TEXTE DE L'EXERCICE:
# # #

Un critère lié au cycle du carbone

Pour le professeur genevois, avant l’ère industrielle, sur les derniers 800’000 ans, les concentrations de C02 dans l’atmosphère étaient de l’ordre de 280 ppm par volume, et pendant les périodes glaciaires, de 180 ppm.

«La variation du CO2 entre une période interglaciaire et une période glaciaire, c’était 100 ppm, explique-t-il. Aujourd’hui, nous avons dépassé les 380 ppm, soit plus de cent au-dessus, et on se dirige allégrement vers 400-450 ppm et beaucoup plus.» Toujours plus loin vers la déstabilisation du système climatique…

C’est pour Jacques Grinevald ce critère lié au cycle du carbone qui marque le début de l’anthropocène – la discontinuité, le début de l’accélération des changements, la rupture d’avec la stabilité de l’holocène.

En réalité, il existe plusieurs écoles et le débat n’est pas clos sur le démarrage prétendu de cette époque. «Fin du 18e siècle ou milieu du 19e, voire 1900 ou 1945 [l’âge nucléaire], à l’échelle géologique, c’est des broutilles, tranche Jacques Grinevald. Quoi qu’il en soit, c’est très récent.»

Certains scientifiques jugent que l’homme influence le climat depuis au moins dix mille ans. Mais Jacques Grinevald rétorque que ces derniers cherchent surtout à «noyer le poisson. Ils essaient de semer la confusion pour escamoter la responsabilité de notre modèle de société thermo-industrielle.»

# # #

Éléments répertoriés dans un jeu de données
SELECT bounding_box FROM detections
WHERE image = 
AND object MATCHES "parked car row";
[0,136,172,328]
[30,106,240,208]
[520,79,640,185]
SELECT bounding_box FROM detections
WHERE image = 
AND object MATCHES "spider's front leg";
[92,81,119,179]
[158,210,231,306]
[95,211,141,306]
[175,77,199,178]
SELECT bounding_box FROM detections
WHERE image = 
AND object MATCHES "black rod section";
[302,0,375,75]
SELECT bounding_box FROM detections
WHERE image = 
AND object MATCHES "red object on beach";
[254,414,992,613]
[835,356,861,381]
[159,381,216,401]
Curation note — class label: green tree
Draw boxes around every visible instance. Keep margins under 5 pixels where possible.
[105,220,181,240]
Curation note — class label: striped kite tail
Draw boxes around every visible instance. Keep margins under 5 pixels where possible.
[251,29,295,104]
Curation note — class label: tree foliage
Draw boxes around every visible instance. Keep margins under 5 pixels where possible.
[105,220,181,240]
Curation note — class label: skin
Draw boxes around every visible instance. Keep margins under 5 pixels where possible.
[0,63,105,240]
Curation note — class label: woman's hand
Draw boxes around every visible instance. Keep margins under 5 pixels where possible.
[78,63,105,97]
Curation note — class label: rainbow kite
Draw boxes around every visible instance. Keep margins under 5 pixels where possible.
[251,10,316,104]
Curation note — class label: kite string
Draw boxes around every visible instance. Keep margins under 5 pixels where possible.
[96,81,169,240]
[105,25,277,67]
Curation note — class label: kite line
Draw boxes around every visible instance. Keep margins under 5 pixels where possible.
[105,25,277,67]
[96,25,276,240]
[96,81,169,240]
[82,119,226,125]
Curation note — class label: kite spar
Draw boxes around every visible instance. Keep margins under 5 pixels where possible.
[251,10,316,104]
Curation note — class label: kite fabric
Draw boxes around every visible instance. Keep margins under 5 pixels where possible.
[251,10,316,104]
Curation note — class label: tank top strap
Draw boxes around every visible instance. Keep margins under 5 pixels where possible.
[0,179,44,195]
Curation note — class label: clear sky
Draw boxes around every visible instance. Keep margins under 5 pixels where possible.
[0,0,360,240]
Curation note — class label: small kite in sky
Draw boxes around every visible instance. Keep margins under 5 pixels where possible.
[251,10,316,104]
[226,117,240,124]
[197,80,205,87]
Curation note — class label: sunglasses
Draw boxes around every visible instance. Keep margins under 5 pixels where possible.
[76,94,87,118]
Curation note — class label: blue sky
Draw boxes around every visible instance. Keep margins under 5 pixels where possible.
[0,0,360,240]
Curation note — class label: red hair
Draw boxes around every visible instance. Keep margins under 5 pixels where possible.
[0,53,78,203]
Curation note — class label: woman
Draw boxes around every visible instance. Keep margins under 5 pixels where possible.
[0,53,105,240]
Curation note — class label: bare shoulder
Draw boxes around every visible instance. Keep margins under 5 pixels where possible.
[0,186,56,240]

# # #

CONSIGNE: Transcrivez à l'identique l'intégralité du texte sur le cycle du carbone. Ces lignes proviennent d'une autre source que le texte.

PRODUCTION ATTENDUE:
Un critère lié au cycle du carbone

Pour le professeur genevois, avant l’ère industrielle, sur les derniers 800’000 ans, les concentrations de C02 dans l’atmosphère étaient de l’ordre de 280 ppm par volume, et pendant les périodes glaciaires, de 180 ppm.

«La variation du CO2 entre une période interglaciaire et une période glaciaire, c’était 100 ppm, explique-t-il. Aujourd’hui, nous avons dépassé les 380 ppm, soit plus de cent au-dessus, et on se dirige allégrement vers 400-450 ppm et beaucoup plus.» Toujours plus loin vers la déstabilisation du système climatique…

C’est pour Jacques Grinevald ce critère lié au cycle du carbone qui marque le début de l’anthropocène – la discontinuité, le début de l’accélération des changements, la rupture d’avec la stabilité de l’holocène.

En réalité, il existe plusieurs écoles et le débat n’est pas clos sur le démarrage prétendu de cette époque. «Fin du 18e siècle ou milieu du 19e, voire 1900 ou 1945 [l’âge nucléaire], à l’échelle géologique, c’est des broutilles, tranche Jacques Grinevald. Quoi qu’il en soit, c’est très récent.»

Certains scientifiques jugent que l’homme influence le climat depuis au moins dix mille ans. Mais Jacques Grinevald rétorque que ces derniers cherchent surtout à «noyer le poisson. Ils essaient de semer la confusion pour escamoter la responsabilité de notre modèle de société thermo-industrielle.»